● Excerpt to read:
________

Return mass density of one or all nuclides

Parameters

nuclides (str, optional) – Nuclide for which density is desired. If not specified, the density for the entire material is given.

Returns

Density of the nuclide/material in [g/cm^3]

Return type

float

get_nuclide_atom_densities()[source]

Returns all nuclides in the material and their atomic densities in units of atom/b-cm

Returns

nuclides – Dictionary whose keys are nuclide names and values are tuples of (nuclide, density in atom/b-cm)

Return type

dict

get_nuclide_densities()[source]

Returns all nuclides in the material and their densities

Returns

nuclides – Dictionary whose keys are nuclide names and values are 3-tuples of (nuclide, density percent, density percent type)

Return type

dict

get_nuclides()[source]

Returns all nuclides in the material

Returns

nuclides – List of nuclide names

Return type

list of str

classmethod mix_materials(materials, fracs, percent_type='ao', name=None)[source]

Mix materials together based on atom, weight, or volume fractions

New in version 0.12.

Parameters

  • materials (Iterable of openmc.Material) – Materials to combine

  • fracs (Iterable of float) – Fractions of each material to be combined

  • percent_type ({'ao', 'wo', 'vo'}) – Type of percentage, must be one of ‘ao’, ‘wo’, or ‘vo’, to signify atom percent (molar percent), weight percent, or volume percent, optional. Defaults to ‘ao’

  • name (str) – The name for the new material, optional. Defaults to concatenated names of input materials with percentages indicated inside parentheses.

________

A run of listings:
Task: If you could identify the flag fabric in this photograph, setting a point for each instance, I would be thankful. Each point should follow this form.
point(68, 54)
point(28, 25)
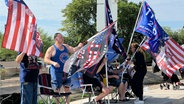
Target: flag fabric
point(21, 31)
point(171, 58)
point(6, 2)
point(145, 45)
point(89, 56)
point(114, 42)
point(148, 26)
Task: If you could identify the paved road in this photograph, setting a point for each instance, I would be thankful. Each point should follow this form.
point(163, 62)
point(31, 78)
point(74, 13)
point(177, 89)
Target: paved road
point(153, 96)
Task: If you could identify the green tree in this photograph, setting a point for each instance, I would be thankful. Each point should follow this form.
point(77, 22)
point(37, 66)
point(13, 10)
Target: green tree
point(127, 14)
point(80, 22)
point(9, 55)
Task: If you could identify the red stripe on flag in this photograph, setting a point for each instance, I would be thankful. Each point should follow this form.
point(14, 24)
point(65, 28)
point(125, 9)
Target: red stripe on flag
point(24, 34)
point(8, 24)
point(17, 26)
point(21, 24)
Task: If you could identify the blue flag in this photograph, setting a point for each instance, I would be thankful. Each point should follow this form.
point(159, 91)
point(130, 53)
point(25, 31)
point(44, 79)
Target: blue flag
point(111, 53)
point(148, 26)
point(6, 2)
point(114, 42)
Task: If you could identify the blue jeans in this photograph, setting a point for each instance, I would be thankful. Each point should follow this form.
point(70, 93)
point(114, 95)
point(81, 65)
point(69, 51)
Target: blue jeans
point(29, 93)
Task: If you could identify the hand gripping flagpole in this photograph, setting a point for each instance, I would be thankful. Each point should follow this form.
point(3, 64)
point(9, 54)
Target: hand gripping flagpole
point(132, 58)
point(134, 27)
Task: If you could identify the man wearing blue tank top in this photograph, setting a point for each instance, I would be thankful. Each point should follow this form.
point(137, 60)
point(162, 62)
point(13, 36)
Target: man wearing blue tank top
point(56, 55)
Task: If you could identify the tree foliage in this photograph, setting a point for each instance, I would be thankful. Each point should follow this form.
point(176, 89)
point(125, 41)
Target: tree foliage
point(80, 22)
point(127, 15)
point(9, 55)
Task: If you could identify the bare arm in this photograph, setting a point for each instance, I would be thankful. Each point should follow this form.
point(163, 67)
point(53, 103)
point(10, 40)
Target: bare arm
point(73, 49)
point(19, 57)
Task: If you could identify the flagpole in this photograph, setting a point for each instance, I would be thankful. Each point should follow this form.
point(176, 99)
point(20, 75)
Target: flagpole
point(132, 58)
point(106, 72)
point(134, 27)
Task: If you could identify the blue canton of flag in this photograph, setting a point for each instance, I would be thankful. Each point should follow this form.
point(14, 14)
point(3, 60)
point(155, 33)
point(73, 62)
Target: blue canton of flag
point(114, 42)
point(148, 25)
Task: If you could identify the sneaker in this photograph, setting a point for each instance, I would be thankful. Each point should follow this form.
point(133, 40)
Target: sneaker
point(139, 102)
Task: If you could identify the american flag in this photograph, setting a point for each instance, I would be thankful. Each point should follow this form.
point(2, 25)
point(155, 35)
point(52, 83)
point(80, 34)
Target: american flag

________

● Work to do:
**1)** Repeat a part of the material methods text word for word, beginning at the words "Return mass density" and stopping after the words "material is given.".
**2)** Give every method name that appears in the material methods text.
**3)** Take the material methods text further, starting right after its last line.

● The results:
**1)**
Return mass density of one or all nuclides

Parameters

nuclides (str, optional) – Nuclide for which density is desired. If not specified, the density for the entire material is given.

**2)**
get_nuclide_atom_densities
get_nuclide_densities
get_nuclides
mix_materials

**3)**
Returns

Mixture of the materials

Return type

openmc.Material

remove_macroscopic(macroscopic)[source]

Remove a macroscopic from the material

Parameters

macroscopic (str) – Macroscopic to remove

remove_nuclide(nuclide)[source]

Remove a nuclide from the material

Parameters

nuclide (str) – Nuclide to remove

set_density(units, density=None)[source]

Set the density of the material

Parameters

  • units ({'g/cm3', 'g/cc', 'kg/m3', 'atom/b-cm', 'atom/cm3', 'sum', 'macro'}) – Physical units of density.

  • density (float, optional) – Value of the density. Must be specified unless units is given as ‘sum’.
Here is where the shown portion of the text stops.